begin DATA

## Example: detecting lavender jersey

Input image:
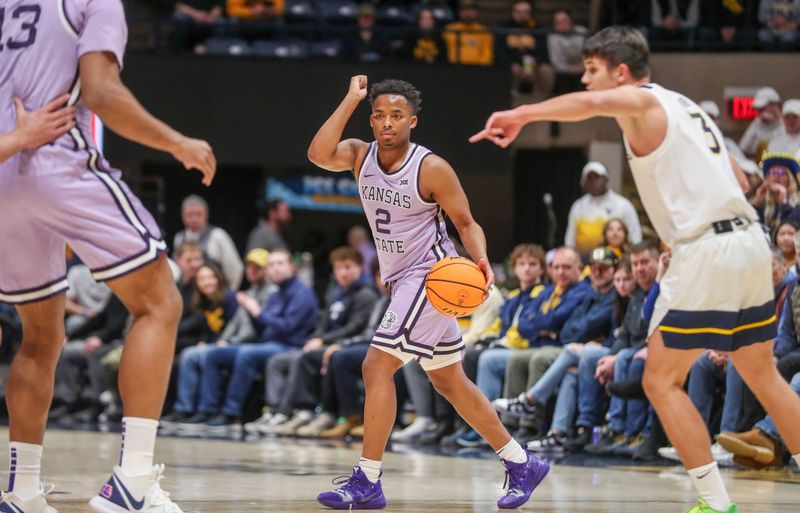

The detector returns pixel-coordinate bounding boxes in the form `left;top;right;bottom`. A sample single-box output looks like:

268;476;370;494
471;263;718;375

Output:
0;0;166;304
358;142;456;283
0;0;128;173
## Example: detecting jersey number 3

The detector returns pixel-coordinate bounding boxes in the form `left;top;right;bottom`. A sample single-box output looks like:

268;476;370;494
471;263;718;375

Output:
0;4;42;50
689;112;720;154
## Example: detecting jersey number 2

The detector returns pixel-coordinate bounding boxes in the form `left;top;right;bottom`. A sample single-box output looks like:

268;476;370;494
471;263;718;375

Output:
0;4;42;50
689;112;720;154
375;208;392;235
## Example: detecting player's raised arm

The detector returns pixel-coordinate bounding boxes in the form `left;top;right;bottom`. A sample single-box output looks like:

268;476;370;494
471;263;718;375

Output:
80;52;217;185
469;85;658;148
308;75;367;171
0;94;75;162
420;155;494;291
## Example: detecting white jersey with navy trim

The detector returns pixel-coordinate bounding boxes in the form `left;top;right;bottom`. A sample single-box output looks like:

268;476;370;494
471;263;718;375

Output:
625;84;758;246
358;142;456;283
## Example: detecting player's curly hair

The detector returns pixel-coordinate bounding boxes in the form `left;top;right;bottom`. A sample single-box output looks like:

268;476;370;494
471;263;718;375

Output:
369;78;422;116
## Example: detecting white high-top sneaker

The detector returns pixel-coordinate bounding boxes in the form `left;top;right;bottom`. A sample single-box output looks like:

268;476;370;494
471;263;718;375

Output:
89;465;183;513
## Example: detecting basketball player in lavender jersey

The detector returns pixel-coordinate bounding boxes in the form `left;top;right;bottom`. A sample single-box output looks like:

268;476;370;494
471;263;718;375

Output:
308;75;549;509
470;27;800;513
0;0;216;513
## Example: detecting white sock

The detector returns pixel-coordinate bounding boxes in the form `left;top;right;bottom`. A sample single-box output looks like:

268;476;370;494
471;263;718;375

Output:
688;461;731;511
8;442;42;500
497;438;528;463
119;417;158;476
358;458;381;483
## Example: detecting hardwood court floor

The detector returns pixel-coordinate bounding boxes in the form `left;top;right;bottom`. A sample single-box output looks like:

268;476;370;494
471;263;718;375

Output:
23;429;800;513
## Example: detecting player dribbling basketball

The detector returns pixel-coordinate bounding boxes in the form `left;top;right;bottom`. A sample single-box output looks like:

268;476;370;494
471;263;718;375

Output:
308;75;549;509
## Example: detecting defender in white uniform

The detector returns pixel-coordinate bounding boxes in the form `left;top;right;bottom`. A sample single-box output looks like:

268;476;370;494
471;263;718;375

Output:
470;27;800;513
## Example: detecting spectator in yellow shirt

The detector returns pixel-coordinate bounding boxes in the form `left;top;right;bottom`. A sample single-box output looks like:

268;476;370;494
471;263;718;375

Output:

end DATA
begin DATA

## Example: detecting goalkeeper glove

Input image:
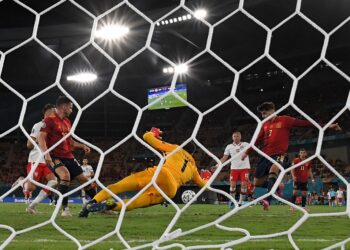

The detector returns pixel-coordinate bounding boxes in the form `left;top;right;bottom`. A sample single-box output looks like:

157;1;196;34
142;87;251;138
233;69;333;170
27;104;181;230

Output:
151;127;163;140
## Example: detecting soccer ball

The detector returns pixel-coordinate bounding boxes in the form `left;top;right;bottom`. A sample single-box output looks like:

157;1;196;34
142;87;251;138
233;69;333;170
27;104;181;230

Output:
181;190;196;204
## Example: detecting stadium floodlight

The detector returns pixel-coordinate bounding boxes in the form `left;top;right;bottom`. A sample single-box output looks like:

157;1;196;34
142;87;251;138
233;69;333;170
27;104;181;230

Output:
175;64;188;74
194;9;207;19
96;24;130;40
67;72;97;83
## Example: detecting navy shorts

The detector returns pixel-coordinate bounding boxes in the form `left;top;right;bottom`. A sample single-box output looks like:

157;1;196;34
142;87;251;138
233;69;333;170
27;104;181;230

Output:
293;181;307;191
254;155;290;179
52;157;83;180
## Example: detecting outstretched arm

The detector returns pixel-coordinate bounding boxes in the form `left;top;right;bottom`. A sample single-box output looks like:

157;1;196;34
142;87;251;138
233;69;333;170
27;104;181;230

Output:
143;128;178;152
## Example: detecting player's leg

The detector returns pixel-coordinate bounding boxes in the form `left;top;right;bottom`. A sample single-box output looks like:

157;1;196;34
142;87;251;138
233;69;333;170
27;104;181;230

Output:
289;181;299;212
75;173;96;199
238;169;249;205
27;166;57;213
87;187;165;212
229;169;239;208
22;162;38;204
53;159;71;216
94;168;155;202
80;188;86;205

end DATA

REQUIRED WORK: Copy the records word for word, starting with the line that contains "## Example: detecting lavender jersey" and going on through the line that contains "89;465;183;513", with both of those lines included. Leave the pictures out of your copy.

CORRECT ANSWER:
## Example: detecting lavender jersey

Input image:

The detector returns pixel-coordinate bounding boxes in the form `left;top;right;bottom`. A sample single-box output looks like:

268;476;370;494
471;263;718;375

Output:
0;0;166;304
358;142;456;283
0;0;128;173
## Example: detecting jersey number 3

The detector returns pixel-coordinate bounding boxes in the form `left;top;right;bottom`. A sample single-box output looks like:

268;476;370;494
471;263;718;375

Output:
0;4;42;50
689;112;720;154
## Example: detecting jersey number 2

The detector returns pixel-coordinate bounding boxes in the form `left;top;right;bottom`. A sample single-box output looks like:

268;476;370;494
471;263;718;375

Output:
0;4;42;50
689;112;720;154
375;208;392;235
## Example: detecting player's raised arm

The detector returns pixel-coordinate bounding boxes in the form `left;top;right;bottom`. A sample single-box output looks like:

268;476;370;494
471;263;718;375

Output:
80;52;217;185
469;85;658;148
308;75;367;171
0;94;75;162
420;155;494;291
## Example: detecting white jersey with navy trim

The detector returns pixel-coordinate bounding boxes in the form `left;top;right;bottom`. A sample single-box output looks like:

268;476;370;494
471;263;718;375

Output:
625;84;758;246
358;142;456;283
## Example: detecting player's curly hair

The detector returns pixel-coordinate bounding boxes in the form `left;top;right;bottom`. A sample single-box output looks like:

268;476;370;494
471;263;718;375

Output:
369;78;422;116
## Example: detecting white high-top sneaker

The detector returns pixel-coordinate bounding boxes in the form `left;top;right;bottom`. A sample single-box output looks like:

268;476;370;494
471;263;718;375

Output:
89;465;183;513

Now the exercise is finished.